─── Given data

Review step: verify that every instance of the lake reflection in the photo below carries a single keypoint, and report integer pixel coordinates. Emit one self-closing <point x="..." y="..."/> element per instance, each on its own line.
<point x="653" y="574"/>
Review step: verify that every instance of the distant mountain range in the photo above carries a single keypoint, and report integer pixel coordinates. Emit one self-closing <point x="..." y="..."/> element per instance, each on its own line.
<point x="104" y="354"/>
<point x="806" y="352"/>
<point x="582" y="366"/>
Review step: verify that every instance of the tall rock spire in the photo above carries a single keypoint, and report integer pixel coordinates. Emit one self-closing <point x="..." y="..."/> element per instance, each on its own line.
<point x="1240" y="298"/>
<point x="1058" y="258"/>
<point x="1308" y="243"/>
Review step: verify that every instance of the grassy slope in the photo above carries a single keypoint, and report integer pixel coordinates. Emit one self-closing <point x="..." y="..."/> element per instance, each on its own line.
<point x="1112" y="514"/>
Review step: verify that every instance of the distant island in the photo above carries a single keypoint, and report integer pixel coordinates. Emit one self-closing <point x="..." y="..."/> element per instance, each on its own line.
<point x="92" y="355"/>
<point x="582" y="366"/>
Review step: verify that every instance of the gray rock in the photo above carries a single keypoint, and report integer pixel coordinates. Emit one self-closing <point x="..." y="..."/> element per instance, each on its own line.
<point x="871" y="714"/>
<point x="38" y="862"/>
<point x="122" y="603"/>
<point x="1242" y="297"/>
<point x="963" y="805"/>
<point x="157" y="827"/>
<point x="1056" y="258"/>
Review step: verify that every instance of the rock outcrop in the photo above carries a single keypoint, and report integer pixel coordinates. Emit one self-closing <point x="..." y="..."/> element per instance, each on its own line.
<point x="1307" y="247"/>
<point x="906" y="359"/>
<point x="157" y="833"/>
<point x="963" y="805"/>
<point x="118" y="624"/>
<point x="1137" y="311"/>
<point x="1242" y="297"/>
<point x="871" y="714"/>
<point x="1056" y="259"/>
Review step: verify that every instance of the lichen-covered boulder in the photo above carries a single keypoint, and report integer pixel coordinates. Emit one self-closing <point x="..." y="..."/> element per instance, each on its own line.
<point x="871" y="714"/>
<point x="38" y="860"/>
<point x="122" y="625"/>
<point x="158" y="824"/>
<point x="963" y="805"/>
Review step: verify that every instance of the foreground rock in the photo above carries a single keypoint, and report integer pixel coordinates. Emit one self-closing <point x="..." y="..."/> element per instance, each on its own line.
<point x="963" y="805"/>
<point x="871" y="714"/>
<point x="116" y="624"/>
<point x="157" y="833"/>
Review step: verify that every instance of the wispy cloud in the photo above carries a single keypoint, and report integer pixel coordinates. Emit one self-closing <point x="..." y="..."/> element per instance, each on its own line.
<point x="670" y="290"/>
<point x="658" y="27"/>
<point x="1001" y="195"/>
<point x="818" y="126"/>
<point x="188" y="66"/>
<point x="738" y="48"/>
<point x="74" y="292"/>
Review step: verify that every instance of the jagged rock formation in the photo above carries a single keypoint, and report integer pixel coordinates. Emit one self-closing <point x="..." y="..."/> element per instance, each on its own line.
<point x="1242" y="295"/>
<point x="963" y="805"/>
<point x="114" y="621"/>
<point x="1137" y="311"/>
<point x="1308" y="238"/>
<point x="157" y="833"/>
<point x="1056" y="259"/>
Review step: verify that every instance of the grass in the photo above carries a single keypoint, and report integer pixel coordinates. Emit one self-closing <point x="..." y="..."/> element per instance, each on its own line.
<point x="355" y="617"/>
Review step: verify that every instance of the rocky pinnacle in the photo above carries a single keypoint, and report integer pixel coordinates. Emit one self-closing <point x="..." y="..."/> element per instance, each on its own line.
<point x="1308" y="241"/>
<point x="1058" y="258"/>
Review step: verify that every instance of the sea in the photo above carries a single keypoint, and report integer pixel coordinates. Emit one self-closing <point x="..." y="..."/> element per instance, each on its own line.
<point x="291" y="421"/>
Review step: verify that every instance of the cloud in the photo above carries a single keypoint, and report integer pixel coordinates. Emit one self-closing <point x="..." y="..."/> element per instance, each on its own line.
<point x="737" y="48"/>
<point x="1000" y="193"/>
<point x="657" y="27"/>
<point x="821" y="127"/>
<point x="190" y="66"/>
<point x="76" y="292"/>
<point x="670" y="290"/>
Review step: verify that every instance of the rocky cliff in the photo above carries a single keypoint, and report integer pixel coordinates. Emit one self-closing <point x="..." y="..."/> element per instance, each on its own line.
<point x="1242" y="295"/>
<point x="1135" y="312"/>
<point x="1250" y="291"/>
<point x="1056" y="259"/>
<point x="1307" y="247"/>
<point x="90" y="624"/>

──────

▶ _Task objective_
Word for word, set down each line of the material.

▶ _Response to this task_
Review step: verify that every instance of the lake reflection in the photo below carries a single keypoint, and report integer pixel coordinates. Emit one self-closing <point x="..." y="..."/> element per instance, each on its own line.
<point x="653" y="574"/>
Review step: verify that every instance of the distant mountain range in the photo above carries a single keypoint, and report integer pixel coordinates. Emit one self-closing <point x="..." y="..."/> element per instance, each on its own line.
<point x="104" y="354"/>
<point x="806" y="352"/>
<point x="582" y="366"/>
Review step: verify that every instance of the tall rock spire in the photo above carries a single keypoint, and report integer pixel coordinates. Emit one self-closing <point x="..." y="..."/> element per instance, each on its own line.
<point x="1240" y="298"/>
<point x="1058" y="258"/>
<point x="1308" y="243"/>
Review step: verify that every instance of the grassy slope in the photo above carries a single keypoint, and report integer pixel coordinates. Emit one self-closing <point x="..." y="..."/> element per instance, each on its own line.
<point x="1112" y="514"/>
Review step: verify that every instance of the distant island in the photo above carries a single keypoint, and report integer pixel coordinates. Emit one self-closing <point x="..." y="..."/> element per instance, each on its own line.
<point x="92" y="355"/>
<point x="582" y="366"/>
Review step: verify that every instance of the gray rock in the photo above carries a single keypoint, and report integer pixel coordinates. Emit one self-closing <point x="..." y="..."/> element per instance, each on its own line.
<point x="871" y="714"/>
<point x="38" y="862"/>
<point x="122" y="603"/>
<point x="1242" y="297"/>
<point x="963" y="805"/>
<point x="157" y="827"/>
<point x="1056" y="258"/>
Review step: verify that every instance of the rock outcrop in the photo above carries a single keypoint, and report integer pixel coordinates. Emit one self-closing <point x="..." y="..."/> element per instance, each on its own line.
<point x="1307" y="247"/>
<point x="906" y="359"/>
<point x="157" y="833"/>
<point x="963" y="805"/>
<point x="118" y="624"/>
<point x="1137" y="311"/>
<point x="1242" y="297"/>
<point x="871" y="714"/>
<point x="1056" y="259"/>
Review step: verify that every instance of the lichen-covered boulder in the photo above carries a single keypoint, and report integer pixel coordinates. Emit one self-closing <point x="..." y="..."/> element per instance, each on its own line.
<point x="871" y="714"/>
<point x="38" y="860"/>
<point x="122" y="625"/>
<point x="158" y="824"/>
<point x="963" y="805"/>
Review step: verify that every instance of the foreground rock in the photo above carries a single keypoint, and report integer pixel coordinates. Emit one self-closing <point x="..." y="..."/> element per instance, each on its own line.
<point x="963" y="805"/>
<point x="871" y="714"/>
<point x="116" y="624"/>
<point x="157" y="833"/>
Review step: verify that every instance of the wispy cloud in the photo above carries a single keypoint, and report integer pixel coordinates. Emit one self-closing <point x="..." y="..."/> element per instance, each on its own line.
<point x="670" y="290"/>
<point x="658" y="27"/>
<point x="1001" y="195"/>
<point x="818" y="126"/>
<point x="188" y="66"/>
<point x="738" y="48"/>
<point x="74" y="292"/>
Review step: verify that every instance of the jagged rock formation in the photo above carries a single keypoint, and report integer pixel coordinates. Emit one self-closing <point x="..." y="..."/> element per instance, each on its own line.
<point x="1242" y="295"/>
<point x="963" y="805"/>
<point x="114" y="621"/>
<point x="1137" y="311"/>
<point x="1308" y="238"/>
<point x="157" y="833"/>
<point x="1056" y="259"/>
Review step: verify that every instance of the grass in the photo above carries a single keypoint, and report integer pixel coordinates. Emit one self-closing <point x="..." y="..."/> element per instance, each on its own line.
<point x="355" y="617"/>
Review step: verify that every instance of the rocky pinnacle in the photo above carries a single keypoint, and report integer pixel coordinates. Emit one self-closing <point x="..." y="..."/> element per instance, each on its own line.
<point x="1308" y="241"/>
<point x="1058" y="258"/>
Review step: verify that every instance of the sea in the photo above carries a single keypoint, and report integer pixel coordinates. Emit one self-closing <point x="..." y="..."/> element per instance, each on its own line.
<point x="291" y="421"/>
Review step: verify that every instance of the cloud in the photo above carries a single keypoint, and report integer pixel coordinates. Emit one self-closing <point x="..." y="..."/> element per instance, each on its own line.
<point x="737" y="48"/>
<point x="1000" y="193"/>
<point x="657" y="27"/>
<point x="821" y="127"/>
<point x="190" y="66"/>
<point x="76" y="292"/>
<point x="670" y="290"/>
Review step: verify that every instance of the rocky cliff in the photo above carries a single keypoint, and report integer pixel coordinates. Emit one self-closing <point x="..." y="..."/> element per instance, each on its own line.
<point x="1242" y="295"/>
<point x="1135" y="312"/>
<point x="1250" y="291"/>
<point x="1056" y="259"/>
<point x="1307" y="247"/>
<point x="90" y="624"/>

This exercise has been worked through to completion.